**DESCRIPTION OF THE TASK**
Format the entries as a Markdown table with the columns No. and Line, one row per line, covering only the lines starting with the line that contains "Please trace the outline of every instance of the fluorescent" and going on through the line that contains "M 139 45 L 137". Leave out any blank lines.

**ENTRIES SHOWN**
---

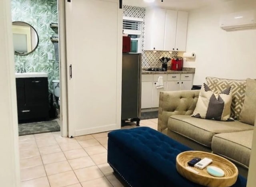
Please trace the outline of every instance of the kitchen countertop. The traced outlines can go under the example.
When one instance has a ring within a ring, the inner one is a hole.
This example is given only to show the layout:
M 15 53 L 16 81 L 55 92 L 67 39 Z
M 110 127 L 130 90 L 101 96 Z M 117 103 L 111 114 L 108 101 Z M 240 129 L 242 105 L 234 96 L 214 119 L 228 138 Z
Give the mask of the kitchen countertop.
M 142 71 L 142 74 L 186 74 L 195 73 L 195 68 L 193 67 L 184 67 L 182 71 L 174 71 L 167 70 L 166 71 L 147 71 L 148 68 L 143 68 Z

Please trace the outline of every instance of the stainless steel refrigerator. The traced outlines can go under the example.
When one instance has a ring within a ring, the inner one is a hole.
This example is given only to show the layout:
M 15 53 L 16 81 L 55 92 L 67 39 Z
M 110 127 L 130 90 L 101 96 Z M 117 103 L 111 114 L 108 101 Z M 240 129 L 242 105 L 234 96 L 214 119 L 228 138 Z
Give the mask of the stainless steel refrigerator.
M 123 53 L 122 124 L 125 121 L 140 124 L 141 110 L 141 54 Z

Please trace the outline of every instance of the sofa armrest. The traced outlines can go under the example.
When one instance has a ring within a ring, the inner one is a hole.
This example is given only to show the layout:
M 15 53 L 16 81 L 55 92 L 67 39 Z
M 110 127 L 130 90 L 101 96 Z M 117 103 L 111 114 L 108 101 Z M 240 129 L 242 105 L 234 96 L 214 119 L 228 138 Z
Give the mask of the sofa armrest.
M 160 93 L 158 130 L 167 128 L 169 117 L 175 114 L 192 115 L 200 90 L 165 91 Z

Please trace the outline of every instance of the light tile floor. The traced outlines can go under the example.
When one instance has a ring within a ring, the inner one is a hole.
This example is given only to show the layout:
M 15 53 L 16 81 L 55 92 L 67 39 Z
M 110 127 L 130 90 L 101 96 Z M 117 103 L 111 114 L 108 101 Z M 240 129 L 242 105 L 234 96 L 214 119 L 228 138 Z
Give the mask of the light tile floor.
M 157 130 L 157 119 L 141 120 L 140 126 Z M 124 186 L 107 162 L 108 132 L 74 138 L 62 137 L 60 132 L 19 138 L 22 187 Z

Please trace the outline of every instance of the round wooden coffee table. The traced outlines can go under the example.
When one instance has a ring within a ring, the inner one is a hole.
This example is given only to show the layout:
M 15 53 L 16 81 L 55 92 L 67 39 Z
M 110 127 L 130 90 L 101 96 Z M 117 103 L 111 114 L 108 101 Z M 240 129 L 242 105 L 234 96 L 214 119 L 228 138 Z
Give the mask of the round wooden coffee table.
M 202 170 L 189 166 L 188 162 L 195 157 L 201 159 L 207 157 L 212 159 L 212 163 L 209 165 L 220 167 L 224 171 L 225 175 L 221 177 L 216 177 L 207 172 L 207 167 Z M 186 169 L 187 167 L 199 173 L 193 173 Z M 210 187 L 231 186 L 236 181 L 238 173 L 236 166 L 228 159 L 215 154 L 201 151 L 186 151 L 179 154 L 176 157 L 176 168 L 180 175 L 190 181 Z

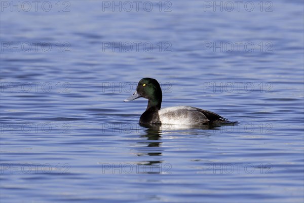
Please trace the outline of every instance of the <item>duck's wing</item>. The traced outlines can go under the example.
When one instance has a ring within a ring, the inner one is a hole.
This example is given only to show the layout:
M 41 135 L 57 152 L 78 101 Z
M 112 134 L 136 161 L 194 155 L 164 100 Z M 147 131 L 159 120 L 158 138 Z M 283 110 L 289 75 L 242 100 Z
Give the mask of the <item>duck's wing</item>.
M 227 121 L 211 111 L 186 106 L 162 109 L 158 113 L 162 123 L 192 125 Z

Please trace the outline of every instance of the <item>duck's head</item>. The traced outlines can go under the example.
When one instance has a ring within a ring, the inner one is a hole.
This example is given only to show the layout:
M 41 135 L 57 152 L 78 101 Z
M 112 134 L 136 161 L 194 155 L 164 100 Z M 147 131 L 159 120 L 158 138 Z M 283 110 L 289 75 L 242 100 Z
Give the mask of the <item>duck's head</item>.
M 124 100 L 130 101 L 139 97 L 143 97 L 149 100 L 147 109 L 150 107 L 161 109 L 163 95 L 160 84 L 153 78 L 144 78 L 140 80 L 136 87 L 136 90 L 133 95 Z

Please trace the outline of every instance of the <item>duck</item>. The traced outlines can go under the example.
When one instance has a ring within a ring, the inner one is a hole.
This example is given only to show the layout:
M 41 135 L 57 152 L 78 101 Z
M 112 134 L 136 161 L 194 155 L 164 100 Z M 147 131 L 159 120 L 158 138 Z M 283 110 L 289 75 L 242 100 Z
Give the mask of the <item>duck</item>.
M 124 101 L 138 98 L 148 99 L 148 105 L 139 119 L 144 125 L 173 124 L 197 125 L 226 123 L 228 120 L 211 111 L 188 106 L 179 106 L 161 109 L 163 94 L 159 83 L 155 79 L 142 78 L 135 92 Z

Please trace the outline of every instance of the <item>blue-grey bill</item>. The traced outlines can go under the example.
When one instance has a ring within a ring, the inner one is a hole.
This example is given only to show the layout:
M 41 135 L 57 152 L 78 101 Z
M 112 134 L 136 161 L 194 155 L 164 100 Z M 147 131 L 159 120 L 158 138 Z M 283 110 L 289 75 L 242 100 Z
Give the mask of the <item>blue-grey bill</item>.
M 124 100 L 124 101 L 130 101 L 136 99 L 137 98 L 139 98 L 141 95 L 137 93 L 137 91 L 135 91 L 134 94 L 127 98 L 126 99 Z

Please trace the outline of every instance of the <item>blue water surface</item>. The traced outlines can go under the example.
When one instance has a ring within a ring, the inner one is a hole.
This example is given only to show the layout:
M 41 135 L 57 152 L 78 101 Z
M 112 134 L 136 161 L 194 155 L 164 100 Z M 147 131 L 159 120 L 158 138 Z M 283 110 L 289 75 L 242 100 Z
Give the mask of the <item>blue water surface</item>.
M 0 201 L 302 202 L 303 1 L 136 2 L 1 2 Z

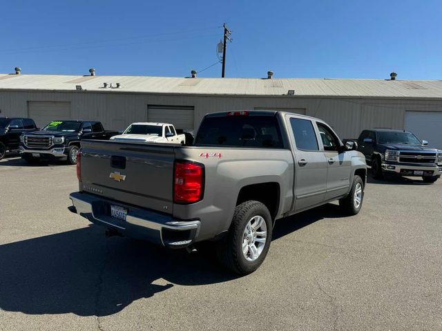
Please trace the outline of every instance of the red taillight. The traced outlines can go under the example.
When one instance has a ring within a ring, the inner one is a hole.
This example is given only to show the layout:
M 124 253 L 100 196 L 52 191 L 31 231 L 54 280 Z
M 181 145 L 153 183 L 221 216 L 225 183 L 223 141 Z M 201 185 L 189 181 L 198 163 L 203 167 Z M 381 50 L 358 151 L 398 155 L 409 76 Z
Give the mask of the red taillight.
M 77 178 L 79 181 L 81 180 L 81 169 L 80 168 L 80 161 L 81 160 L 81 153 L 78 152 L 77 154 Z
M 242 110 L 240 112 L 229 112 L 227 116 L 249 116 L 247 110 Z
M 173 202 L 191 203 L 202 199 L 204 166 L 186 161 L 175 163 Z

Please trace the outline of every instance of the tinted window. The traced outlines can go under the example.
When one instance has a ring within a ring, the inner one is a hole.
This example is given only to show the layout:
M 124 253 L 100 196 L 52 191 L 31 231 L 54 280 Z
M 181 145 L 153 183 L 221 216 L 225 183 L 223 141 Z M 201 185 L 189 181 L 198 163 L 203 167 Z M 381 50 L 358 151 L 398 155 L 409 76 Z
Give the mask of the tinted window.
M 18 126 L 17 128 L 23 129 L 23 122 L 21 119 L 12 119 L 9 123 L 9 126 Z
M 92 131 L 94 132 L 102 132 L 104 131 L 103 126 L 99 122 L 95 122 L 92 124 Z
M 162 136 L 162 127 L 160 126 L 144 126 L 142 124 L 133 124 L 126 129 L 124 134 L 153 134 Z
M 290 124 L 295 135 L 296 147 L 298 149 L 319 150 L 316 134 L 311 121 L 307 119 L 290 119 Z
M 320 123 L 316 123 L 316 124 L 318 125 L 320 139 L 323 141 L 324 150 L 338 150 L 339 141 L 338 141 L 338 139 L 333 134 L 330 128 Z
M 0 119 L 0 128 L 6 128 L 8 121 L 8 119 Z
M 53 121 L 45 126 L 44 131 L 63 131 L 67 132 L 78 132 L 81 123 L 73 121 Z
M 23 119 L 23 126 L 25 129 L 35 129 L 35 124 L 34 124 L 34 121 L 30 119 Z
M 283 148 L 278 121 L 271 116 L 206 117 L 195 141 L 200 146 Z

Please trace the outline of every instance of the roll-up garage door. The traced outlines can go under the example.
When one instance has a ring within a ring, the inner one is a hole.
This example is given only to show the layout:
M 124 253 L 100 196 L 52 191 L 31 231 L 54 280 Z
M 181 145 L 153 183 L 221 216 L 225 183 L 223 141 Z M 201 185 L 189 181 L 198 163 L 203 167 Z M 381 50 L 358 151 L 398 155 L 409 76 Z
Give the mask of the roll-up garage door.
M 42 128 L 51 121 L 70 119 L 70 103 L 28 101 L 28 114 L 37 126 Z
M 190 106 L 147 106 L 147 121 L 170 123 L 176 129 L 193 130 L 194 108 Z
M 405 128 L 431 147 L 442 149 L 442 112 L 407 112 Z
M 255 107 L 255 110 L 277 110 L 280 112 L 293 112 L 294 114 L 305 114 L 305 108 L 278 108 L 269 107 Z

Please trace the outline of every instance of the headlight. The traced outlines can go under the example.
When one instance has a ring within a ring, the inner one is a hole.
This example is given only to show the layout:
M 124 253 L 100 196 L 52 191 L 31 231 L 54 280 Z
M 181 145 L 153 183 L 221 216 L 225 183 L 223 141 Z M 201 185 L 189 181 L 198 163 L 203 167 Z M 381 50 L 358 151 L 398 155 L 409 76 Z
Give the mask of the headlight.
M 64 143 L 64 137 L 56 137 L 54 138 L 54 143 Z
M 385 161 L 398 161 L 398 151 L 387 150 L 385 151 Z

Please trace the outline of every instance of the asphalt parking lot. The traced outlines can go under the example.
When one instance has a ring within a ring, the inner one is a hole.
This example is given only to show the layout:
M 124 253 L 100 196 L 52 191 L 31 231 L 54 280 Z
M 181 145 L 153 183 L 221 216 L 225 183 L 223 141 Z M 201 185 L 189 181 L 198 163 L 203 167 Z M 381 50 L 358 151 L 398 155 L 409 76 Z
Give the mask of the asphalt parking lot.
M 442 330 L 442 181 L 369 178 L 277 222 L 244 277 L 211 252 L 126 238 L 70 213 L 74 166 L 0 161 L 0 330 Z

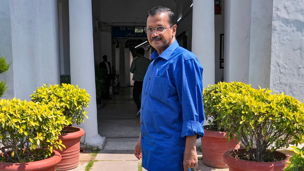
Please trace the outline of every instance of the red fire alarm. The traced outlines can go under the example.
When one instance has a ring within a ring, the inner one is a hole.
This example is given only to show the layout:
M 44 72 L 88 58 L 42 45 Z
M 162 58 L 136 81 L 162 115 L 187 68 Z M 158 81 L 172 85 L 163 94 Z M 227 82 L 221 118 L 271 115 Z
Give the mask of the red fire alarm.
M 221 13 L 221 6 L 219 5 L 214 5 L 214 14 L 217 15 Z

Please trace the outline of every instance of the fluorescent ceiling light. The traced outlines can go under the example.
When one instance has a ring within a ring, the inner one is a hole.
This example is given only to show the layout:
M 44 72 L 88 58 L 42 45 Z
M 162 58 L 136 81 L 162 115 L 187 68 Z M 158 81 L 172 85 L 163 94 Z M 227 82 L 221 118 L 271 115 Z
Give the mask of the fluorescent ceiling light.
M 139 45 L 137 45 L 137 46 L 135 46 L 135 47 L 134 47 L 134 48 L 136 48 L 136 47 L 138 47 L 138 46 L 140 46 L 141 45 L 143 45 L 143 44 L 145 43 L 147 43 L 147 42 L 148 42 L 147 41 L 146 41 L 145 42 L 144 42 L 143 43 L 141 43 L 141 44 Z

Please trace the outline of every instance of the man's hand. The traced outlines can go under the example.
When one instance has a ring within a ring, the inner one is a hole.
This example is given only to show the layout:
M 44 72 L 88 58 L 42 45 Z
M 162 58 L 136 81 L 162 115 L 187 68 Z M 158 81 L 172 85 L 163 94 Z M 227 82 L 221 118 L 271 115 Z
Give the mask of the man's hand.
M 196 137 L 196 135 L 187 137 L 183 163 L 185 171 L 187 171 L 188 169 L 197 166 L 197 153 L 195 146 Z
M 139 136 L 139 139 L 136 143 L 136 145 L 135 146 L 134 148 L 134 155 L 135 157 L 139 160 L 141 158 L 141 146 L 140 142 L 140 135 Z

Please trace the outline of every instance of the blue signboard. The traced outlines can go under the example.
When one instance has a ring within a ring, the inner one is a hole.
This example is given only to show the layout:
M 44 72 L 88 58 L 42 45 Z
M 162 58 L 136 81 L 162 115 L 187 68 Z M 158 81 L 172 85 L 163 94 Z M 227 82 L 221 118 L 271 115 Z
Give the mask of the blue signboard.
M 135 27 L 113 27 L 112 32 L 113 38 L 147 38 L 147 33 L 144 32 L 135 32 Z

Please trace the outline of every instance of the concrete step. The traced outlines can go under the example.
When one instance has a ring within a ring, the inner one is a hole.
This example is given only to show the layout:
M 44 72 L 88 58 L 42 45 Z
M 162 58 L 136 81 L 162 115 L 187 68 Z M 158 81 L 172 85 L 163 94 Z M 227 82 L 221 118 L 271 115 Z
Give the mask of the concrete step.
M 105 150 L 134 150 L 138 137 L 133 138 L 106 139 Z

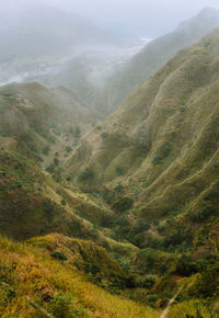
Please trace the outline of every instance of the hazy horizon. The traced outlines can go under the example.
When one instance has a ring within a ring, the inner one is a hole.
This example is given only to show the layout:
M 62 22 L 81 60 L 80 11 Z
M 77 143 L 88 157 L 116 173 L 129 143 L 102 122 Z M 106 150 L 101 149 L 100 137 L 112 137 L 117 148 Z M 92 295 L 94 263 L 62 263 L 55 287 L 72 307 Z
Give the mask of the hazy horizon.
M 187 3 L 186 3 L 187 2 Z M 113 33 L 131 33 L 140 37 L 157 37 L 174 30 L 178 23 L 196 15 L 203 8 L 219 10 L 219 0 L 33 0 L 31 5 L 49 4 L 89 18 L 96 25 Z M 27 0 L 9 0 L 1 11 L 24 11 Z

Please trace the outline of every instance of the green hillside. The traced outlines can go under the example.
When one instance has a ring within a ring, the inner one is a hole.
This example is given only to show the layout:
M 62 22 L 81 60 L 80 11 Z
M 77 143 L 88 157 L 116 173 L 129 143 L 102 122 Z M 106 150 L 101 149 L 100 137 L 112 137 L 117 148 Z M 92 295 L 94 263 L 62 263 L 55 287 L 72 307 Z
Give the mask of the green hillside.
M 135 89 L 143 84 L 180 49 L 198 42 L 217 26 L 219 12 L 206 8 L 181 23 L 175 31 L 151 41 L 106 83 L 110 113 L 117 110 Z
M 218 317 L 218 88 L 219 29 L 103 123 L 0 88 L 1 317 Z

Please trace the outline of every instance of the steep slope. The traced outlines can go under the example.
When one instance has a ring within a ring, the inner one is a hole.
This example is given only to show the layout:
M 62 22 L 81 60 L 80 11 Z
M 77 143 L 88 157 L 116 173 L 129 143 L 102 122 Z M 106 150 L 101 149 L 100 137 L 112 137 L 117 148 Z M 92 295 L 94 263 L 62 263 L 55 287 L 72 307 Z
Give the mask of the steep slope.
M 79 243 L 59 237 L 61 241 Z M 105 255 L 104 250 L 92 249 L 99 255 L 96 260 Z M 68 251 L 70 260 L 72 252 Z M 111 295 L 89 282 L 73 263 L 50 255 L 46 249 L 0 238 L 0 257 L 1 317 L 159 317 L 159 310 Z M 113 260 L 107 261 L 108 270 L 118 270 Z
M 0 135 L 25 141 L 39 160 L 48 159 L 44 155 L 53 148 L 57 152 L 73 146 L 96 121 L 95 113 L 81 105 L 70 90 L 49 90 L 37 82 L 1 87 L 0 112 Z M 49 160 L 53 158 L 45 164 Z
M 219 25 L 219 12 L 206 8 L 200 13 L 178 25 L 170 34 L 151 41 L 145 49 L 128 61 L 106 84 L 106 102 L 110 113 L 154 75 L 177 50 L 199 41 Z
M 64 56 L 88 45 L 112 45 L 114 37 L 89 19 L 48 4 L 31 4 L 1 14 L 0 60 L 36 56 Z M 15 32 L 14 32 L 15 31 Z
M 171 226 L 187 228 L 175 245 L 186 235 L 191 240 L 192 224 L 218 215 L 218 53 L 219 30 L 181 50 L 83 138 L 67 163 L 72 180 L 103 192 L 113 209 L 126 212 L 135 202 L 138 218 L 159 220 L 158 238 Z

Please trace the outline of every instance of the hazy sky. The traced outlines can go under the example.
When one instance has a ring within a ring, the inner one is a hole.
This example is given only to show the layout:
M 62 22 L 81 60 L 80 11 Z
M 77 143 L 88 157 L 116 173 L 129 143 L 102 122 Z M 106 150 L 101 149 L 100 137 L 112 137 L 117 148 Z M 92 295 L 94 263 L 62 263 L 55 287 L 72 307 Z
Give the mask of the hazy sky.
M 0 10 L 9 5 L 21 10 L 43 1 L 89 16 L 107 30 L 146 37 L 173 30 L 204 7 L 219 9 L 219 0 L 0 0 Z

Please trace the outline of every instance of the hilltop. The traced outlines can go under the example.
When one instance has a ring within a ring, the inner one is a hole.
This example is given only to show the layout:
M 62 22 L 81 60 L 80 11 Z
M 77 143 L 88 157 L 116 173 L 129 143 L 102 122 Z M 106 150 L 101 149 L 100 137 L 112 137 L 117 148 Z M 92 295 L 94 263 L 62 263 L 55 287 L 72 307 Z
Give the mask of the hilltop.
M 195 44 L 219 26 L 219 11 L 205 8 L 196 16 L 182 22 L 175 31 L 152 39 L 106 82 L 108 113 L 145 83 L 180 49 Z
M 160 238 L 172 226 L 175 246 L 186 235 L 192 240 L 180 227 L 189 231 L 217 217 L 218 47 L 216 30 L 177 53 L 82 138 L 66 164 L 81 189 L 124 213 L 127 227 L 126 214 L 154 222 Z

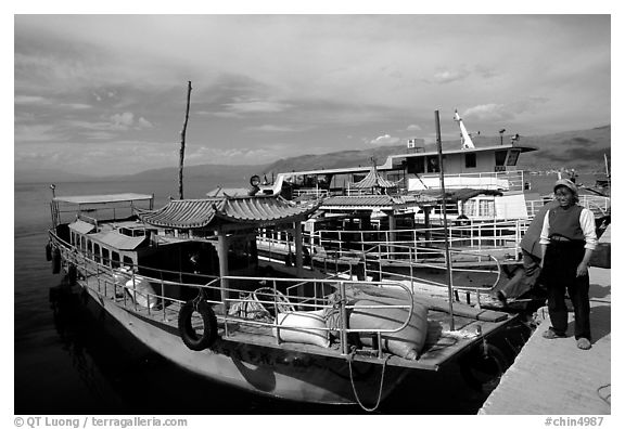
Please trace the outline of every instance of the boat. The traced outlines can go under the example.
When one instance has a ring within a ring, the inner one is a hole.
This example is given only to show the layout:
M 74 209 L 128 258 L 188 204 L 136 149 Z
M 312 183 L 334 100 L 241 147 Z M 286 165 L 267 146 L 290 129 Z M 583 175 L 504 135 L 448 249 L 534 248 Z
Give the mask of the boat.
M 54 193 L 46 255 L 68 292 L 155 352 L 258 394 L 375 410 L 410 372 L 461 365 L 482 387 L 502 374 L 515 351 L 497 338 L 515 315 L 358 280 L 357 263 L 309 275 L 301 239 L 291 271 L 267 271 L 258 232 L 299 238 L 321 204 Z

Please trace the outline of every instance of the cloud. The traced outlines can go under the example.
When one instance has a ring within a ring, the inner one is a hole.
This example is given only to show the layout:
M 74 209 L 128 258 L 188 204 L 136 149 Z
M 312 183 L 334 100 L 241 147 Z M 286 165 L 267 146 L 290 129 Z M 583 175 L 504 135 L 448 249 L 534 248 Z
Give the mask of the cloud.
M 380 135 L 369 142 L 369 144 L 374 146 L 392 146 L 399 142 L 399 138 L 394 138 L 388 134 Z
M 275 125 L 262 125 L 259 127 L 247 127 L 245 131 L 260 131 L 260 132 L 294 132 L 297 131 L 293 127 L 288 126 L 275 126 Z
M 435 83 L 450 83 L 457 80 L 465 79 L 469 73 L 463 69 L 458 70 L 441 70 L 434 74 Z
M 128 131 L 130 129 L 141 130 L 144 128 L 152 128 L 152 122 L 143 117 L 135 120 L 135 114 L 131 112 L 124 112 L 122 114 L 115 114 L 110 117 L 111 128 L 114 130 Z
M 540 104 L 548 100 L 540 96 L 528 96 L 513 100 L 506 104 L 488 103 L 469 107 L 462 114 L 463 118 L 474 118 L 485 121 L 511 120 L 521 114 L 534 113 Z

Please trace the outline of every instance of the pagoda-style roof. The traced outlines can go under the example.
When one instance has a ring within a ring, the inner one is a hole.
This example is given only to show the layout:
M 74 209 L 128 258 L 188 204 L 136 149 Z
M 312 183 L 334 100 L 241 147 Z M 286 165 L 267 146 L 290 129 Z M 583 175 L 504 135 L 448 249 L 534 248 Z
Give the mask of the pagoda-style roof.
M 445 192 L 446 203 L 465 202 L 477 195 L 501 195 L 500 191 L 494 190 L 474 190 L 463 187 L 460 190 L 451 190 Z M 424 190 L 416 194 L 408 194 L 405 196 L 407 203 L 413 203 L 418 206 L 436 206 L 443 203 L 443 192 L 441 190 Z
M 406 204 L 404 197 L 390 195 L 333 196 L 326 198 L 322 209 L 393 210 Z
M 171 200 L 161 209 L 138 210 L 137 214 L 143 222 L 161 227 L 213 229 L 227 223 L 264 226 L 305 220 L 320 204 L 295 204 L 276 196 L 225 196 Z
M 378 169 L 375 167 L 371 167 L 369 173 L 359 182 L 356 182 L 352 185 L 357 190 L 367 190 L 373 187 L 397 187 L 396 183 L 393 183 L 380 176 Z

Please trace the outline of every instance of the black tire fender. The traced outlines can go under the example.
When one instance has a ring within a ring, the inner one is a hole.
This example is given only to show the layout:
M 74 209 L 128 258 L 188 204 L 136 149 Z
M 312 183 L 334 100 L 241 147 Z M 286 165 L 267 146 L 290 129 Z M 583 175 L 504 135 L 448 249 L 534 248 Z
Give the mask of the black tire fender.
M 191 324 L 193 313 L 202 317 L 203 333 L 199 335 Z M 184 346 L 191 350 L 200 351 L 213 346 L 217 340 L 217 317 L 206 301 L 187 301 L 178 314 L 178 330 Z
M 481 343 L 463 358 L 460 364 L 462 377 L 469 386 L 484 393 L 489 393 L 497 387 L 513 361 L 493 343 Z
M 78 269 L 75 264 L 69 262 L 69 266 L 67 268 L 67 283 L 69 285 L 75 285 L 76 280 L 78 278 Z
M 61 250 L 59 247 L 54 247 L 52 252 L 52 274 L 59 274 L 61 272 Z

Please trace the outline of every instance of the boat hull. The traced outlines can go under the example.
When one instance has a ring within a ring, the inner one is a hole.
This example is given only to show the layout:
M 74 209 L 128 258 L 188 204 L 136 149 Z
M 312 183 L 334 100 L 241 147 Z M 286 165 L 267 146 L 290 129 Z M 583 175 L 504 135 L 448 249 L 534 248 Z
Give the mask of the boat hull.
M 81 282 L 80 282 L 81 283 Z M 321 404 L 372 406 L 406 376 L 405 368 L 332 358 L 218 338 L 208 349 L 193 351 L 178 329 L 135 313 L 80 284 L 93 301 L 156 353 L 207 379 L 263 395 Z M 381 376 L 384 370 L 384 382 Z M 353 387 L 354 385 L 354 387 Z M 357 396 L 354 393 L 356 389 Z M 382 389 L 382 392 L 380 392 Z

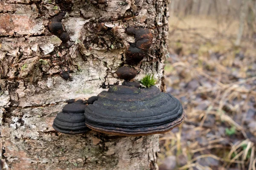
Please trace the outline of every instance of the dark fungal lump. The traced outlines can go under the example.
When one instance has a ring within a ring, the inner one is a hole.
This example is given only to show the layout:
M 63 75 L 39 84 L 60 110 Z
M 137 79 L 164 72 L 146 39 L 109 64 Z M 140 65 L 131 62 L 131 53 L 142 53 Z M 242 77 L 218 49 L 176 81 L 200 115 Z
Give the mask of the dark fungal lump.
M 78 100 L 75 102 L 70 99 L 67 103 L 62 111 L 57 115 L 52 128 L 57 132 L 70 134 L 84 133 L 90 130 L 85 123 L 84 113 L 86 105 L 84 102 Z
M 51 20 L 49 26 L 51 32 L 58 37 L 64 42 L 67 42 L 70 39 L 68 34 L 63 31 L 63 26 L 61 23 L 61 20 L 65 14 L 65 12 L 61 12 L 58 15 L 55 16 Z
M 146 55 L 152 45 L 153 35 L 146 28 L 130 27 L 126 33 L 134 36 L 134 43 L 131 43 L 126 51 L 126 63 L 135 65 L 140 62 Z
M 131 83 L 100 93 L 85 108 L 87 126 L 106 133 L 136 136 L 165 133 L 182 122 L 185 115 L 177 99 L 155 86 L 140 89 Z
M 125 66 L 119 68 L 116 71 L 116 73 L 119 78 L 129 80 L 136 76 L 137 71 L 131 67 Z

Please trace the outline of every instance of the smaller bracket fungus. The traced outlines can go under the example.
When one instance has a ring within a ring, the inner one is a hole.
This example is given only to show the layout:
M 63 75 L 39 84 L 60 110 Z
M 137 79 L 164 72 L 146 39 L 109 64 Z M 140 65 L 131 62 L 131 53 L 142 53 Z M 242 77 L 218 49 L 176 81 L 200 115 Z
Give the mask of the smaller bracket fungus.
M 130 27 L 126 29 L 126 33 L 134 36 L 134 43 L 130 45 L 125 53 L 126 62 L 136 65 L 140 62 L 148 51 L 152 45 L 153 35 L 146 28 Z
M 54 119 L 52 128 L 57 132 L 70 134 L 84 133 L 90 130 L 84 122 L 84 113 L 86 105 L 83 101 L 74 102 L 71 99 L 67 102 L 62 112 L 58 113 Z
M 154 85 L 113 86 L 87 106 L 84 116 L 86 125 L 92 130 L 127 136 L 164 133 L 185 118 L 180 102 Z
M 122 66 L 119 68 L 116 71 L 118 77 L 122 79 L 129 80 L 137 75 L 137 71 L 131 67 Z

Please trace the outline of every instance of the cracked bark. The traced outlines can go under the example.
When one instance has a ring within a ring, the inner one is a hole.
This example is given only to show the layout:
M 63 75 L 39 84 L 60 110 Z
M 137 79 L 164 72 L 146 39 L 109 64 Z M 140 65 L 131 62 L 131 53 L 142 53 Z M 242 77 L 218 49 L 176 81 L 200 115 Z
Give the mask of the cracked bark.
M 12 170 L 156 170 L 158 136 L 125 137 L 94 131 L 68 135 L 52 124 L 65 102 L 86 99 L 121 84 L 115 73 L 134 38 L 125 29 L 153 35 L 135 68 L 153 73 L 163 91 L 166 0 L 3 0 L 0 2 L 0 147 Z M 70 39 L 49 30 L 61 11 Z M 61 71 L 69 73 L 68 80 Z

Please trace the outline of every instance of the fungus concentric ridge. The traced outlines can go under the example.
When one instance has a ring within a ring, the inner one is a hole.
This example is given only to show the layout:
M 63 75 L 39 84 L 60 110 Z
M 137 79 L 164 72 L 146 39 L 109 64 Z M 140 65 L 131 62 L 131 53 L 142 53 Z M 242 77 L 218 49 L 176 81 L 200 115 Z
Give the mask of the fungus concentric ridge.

---

**SOLUTION TO THIS EXERCISE**
| No. | Line |
|---|---|
| 1 | Please trace the outline of every instance of the fluorescent ceiling light. The traced outlines can go under the example. |
| 2 | When one instance has a ring within a ring, the inner one is a hole. |
| 3 | This example is given only to show the layout: |
| 4 | M 44 72 L 88 58 L 42 45 Z |
| 5 | M 162 58 L 136 81 L 162 115 L 187 68 Z M 158 81 L 172 85 L 163 94 Z M 227 82 L 221 118 L 271 115 Z |
| 6 | Give the mask of the fluorescent ceiling light. |
| 7 | M 139 45 L 137 45 L 137 46 L 135 46 L 135 47 L 134 47 L 134 48 L 136 48 L 136 47 L 138 47 L 138 46 L 140 46 L 141 45 L 143 45 L 143 44 L 145 43 L 147 43 L 147 42 L 148 42 L 147 41 L 146 41 L 145 42 L 144 42 L 143 43 L 141 43 L 141 44 Z |